Page text:

%%

Today the Dominican Order celebrates the feast of St. Catherine de Ricci. She’s known for her mysticism and her devotion, as found in her Canticum de Passione Domini. The studentate has translated and recorded the chant for you.
The Canticum de Passione Domini consists of two-line verses from Scripture, both from the Old and New Testaments, which a solo cantor chants in Gregorian mode II while kneeling before the crucifix. The solemn, sorrowful melody pulses like the heavy breathing of the dying Christ, and the silence between verses hangs with the gravity of Calvary. The span of time that passes between the verses communicates the reality that God inspired the words of David, always knowing that Christ’s crucifixion would fulfill them. As God was granting the Israelites their kingdom and building the temple, He was also announcing that He, the true King and Temple, would be torn down.
Yet, Christians know that what was torn down was rebuilt in three days. Friday is perfected by Sunday. Those who die with Christ also rise with Him. From the moment of Baptism we are taken up into the Body of Christ. We begin to live like St. Paul who says, “And I live, now not I; but Christ liveth in me” (Gal 2:20).
Christ’s presence within St. Paul was so profound that Paul bear[s] the marks of the Lord Jesus in [his] body (Gal 6:17). He is possibly the first saint of the Church to bear the stigmata. Another popular account of the stigmata is that of the Dominican St. Catherine of Siena, but less known are the wounds of her religious sister St. Catherine de Ricci.
There’s an interesting relationship between the two Dominican saints. They share the same name, the same mystical visions, and the same wounds. Look for a painting of St. Catherine de Ricci and try to distinguish her from St. Catherine of Siena. They almost seem to be the same person. This is because both women had a devotion to Christ crucified. Just as Christ was joined to the cross with His wounds, so too these saintly women were joined to Jesus by His wounds. It was de Ricci’s love and union with Christ Crucified that led her to compose the devotion we shared above.
The divine favors that both Catherines received announce the presence of Christ, suffering in His Body the Church. While you or I will likely never encounter such miracles, the reality of Christ’s presence within His faithful people should not be overlooked. It should be seen through the eyes of faith. The baptized are taken up into Christ and adjured to offer their bodies as a living sacrifice. By this, the sufferings of this world are no longer meaningless. God has taken on our sufferings and transformed them into the bridge that connects man to God.

%%

Location identification data
%%

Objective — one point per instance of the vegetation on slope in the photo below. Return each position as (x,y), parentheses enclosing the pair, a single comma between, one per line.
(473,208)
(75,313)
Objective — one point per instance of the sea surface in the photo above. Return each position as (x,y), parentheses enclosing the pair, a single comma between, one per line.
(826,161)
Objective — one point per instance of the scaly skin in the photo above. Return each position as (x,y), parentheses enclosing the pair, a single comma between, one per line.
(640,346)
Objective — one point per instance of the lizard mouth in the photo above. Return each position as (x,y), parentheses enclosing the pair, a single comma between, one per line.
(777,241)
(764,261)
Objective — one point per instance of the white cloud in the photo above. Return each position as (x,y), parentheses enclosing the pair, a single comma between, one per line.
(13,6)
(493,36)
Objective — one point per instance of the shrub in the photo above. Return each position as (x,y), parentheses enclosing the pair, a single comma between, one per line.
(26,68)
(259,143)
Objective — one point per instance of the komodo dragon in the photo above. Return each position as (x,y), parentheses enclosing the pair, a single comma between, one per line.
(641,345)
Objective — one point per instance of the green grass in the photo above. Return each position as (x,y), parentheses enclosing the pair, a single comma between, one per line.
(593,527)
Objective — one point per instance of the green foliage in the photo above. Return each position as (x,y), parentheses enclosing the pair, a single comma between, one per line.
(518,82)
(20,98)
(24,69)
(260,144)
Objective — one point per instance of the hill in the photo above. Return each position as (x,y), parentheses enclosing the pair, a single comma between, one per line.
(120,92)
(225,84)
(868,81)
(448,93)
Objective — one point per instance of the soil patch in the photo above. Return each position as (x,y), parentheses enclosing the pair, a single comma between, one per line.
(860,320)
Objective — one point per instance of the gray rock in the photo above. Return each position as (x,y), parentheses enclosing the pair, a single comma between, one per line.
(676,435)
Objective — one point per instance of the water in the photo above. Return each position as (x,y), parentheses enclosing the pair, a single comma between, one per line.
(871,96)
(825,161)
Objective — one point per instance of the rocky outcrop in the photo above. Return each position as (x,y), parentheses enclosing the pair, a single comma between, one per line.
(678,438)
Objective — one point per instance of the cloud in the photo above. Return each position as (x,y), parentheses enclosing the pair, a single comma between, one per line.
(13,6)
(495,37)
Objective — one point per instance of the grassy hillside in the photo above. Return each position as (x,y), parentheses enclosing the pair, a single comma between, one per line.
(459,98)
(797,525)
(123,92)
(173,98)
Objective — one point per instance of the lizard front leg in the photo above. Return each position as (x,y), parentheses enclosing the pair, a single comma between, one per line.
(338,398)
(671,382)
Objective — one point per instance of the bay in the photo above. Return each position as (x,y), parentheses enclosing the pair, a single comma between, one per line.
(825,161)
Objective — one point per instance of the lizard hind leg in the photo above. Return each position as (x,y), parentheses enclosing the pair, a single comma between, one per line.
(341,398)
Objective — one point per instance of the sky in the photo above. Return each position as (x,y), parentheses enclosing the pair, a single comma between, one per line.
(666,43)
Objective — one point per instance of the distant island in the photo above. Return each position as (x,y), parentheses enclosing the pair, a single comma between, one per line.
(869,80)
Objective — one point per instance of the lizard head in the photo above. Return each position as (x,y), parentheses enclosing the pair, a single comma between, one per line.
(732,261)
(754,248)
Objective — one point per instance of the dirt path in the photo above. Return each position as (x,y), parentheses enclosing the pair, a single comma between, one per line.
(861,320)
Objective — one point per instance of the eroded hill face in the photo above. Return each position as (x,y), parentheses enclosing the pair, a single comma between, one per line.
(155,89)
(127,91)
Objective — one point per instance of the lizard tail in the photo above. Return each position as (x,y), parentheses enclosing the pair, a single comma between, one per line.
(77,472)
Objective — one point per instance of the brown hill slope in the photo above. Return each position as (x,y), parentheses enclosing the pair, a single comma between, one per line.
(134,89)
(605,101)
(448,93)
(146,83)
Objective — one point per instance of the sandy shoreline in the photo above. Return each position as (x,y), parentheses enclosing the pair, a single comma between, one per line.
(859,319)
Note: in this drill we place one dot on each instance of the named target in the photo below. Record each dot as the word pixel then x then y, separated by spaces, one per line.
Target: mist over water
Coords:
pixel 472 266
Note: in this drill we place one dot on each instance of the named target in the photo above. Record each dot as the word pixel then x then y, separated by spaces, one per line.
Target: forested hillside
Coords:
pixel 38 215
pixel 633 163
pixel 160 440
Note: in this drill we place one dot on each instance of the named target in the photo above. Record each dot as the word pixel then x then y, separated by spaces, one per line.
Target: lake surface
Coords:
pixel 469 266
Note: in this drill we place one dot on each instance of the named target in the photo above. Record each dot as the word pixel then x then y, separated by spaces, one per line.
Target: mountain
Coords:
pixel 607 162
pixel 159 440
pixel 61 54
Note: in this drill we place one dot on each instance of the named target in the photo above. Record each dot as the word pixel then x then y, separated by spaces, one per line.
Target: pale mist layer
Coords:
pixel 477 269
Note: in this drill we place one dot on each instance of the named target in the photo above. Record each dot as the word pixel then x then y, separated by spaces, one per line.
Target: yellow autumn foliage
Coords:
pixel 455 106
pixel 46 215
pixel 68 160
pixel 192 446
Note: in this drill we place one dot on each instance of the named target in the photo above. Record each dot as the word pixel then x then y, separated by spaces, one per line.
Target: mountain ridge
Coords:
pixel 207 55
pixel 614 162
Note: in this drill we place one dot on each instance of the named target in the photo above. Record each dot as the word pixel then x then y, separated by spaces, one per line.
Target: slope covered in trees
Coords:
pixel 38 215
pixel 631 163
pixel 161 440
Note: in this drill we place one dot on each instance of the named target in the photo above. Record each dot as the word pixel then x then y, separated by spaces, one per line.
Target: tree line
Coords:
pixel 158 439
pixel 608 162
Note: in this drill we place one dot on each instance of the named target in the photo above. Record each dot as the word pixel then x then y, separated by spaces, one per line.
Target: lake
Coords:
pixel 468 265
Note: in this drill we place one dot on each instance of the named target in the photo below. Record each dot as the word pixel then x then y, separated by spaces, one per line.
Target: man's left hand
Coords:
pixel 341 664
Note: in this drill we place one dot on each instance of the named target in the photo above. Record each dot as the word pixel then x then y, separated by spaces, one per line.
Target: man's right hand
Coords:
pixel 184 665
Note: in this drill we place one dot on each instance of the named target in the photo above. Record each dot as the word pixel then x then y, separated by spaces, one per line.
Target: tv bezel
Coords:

%%

Required actions:
• a. In the piece on St. Catherine de Ricci, which Gregorian mode is used to chant the Canticum de Passione Domini?
• b. Extend the piece on St. Catherine de Ricci, picking up after its final sentence.
This data was drawn from a separate source.

Outputs in order:
• a. Gregorian mode II.

• b.
Those who mocked Christ on the Cross, beckoning Him to come down, were ignorant of what was being accomplished – His life was not being taken, but He was laying it down for His friends. What kept Jesus on the Cross was not the nails, but His love. No one else possesses the power to choose his or her own afflictions; we are passive in suffering. Yet, the baptized can join St. Catherine’s example. She meditated on the Passion of Our Lord not because it was something that happened in the past, but it was an event that pervaded time, up to her present and up to our present. Christ continues to suffer in His members. Those in the Church, who unite their sufferings to His wounds, are brought up into something greater than themselves.
Pope Benedict explains,
This liberation of our “I”… means finding oneself within the vastness of God and being drawn into a life. . . . [By the Resurrection] we are associated with a new dimension of life into which, amid the tribulations of our day, we are already in some way introduced. . . . This is the meaning of being baptized, of being Christian.
St. Paul’s own words, “It is no longer I who live, but Christ who lives within me,” were taken up again by St. Catherine of Siena and St. Catherine de Ricci, marking their own lives. Their similarity of life, their union in the wounds of Christ, bear great witness to the living reality of Jesus in His mystical Body, the Church. They also beckon us all to look to the Passion in prayer. Then, seeing what Christ did two thousand years ago, we can see what Jesus continues to do within us.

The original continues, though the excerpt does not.